## [Selected passage]
--------------------

Looking back on 2015, there was plenty of trouble for white women and white feminism. From HIllary Clinton to Rachel Dolezal to the film about the suffragettes to Hollywood taste-makers, there were new incidents, but old patterns.
Back in January, 2014 I started a series about the trouble with white women and white feminism. Since then, I’ve written about 18 posts, for a total of around 35,000 words – or, half a book. Here, I’m collecting them all in one place and re-ordering them by theme. There’s more I want to say on this subject, but I wanted to collect the writing I’ve done so far into one post because people often request this, and because it’s another step toward crafting this into a full-fledged book project. As I continue to add posts to the series, I’ll include them here, so drop a bookmark on this page if you find it useful.

--------------------

## [Entries supplied]

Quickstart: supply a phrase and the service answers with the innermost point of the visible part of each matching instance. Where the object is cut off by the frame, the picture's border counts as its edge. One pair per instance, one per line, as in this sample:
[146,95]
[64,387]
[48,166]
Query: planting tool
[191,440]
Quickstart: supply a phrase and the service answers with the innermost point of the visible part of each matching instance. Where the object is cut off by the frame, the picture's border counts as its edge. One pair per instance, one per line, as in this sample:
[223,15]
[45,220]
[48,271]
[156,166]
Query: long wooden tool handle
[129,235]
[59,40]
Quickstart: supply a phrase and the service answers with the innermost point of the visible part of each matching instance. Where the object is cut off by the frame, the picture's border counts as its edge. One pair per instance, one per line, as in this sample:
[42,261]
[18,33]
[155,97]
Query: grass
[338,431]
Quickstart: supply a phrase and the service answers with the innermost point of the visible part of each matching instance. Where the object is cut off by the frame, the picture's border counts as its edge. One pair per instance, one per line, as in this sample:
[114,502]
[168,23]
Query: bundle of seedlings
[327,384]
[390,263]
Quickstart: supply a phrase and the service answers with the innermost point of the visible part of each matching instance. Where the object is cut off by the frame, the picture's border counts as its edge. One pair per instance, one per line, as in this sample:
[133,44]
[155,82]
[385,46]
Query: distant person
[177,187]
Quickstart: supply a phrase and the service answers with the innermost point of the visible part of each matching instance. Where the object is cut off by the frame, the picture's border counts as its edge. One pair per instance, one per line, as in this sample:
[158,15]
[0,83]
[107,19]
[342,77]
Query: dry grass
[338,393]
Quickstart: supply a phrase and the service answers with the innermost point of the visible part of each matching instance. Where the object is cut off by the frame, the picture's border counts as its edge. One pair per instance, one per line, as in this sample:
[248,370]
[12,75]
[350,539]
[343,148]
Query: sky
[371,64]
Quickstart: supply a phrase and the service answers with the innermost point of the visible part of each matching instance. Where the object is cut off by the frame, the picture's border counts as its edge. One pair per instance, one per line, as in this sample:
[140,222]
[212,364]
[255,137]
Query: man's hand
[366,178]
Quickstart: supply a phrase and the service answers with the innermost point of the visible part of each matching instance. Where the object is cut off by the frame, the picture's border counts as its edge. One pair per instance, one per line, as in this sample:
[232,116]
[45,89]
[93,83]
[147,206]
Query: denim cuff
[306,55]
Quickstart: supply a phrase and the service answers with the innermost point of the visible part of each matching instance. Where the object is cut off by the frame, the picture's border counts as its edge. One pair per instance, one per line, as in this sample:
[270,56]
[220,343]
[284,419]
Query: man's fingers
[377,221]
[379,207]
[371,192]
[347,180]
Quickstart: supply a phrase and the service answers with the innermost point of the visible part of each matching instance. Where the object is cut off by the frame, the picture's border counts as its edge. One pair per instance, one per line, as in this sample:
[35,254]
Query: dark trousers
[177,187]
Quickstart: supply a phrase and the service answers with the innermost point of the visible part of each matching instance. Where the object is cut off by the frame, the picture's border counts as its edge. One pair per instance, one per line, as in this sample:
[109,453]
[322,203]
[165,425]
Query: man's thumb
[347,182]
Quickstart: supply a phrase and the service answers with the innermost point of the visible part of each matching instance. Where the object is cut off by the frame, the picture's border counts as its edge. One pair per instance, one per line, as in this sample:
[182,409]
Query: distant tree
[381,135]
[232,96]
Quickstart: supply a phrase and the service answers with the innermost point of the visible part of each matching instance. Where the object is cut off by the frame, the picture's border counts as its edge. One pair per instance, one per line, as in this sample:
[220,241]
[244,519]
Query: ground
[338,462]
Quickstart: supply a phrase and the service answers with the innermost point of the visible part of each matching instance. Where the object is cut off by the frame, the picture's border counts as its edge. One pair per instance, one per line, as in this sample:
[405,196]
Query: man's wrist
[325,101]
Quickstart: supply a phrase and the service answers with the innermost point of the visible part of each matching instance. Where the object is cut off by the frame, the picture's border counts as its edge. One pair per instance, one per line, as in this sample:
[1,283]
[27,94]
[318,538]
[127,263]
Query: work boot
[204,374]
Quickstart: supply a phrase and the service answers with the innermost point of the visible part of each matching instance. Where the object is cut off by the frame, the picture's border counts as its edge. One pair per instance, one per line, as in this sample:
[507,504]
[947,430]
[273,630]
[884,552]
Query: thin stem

--------------------

## [Do this]
According to the post on white feminism, when did the writer start the series? The items have nothing to do with the post on white feminism.

## [Result of this exercise]
January 2014.